*** Data extract Section Begins ***

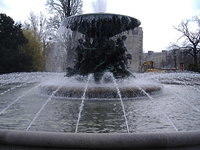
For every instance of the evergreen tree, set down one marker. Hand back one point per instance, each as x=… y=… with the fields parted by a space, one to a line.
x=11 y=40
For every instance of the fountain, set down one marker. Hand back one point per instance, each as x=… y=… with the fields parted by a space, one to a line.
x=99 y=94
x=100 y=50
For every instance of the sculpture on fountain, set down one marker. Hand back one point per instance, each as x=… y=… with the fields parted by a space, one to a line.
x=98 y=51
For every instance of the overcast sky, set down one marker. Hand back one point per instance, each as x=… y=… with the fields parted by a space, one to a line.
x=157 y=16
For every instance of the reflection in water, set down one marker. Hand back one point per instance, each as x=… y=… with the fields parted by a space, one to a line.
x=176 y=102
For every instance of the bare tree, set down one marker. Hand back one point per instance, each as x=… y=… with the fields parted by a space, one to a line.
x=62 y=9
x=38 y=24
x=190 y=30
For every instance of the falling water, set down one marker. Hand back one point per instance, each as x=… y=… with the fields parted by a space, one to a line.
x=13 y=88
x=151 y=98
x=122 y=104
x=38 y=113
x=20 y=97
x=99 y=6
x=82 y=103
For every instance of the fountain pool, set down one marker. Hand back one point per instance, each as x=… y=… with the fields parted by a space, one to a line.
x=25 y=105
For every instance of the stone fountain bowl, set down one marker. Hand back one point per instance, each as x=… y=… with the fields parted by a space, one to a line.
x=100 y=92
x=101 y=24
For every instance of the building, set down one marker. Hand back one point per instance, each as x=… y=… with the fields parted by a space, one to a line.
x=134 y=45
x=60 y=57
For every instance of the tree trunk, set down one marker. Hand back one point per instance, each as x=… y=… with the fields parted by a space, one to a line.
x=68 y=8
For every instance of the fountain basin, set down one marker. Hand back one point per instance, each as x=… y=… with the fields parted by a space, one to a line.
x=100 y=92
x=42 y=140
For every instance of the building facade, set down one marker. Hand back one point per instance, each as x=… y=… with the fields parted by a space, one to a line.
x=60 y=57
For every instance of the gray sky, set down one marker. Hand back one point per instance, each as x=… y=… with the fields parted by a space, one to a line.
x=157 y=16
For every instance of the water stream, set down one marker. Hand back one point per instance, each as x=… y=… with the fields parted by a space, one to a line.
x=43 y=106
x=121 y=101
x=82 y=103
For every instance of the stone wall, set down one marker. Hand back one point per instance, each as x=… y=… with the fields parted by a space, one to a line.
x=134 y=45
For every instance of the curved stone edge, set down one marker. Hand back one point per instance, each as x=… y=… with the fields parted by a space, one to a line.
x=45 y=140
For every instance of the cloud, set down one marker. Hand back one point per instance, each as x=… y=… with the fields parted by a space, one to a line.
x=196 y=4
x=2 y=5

*** Data extract Section Ends ***

## Description of the task
Each line from the one containing "For every instance of the building facade, set" to the last line above must be returned exactly, and no line outside that range.

## Written solution
For every instance of the building facade, set down one marker. Hand back one point per instance, each as x=… y=… with the fields parted by a space, one to a line.
x=60 y=57
For every instance of the gray sky, set down one marker. Hand back one point per instance, each as x=… y=… with the fields parted by a space, one to a line.
x=157 y=16
For every instance of the water stream, set down one marker. Hand back one point per instance, each as x=… y=… with the fields parted by a space, one to a line.
x=43 y=106
x=121 y=101
x=82 y=103
For every instance of the stone wall, set down one marker. Hand back one point per instance, each as x=… y=… with the fields parted by a space, one to a line.
x=134 y=45
For every instance of the curved stone edge, set down one marker. Hand back one point per instance, each as x=… y=… with the fields parted by a space, one to a line.
x=45 y=140
For every instance of the cloud, set down one marker. Hand back one point per instance, each as x=… y=… with the fields parted by a space, one to a line.
x=196 y=4
x=2 y=5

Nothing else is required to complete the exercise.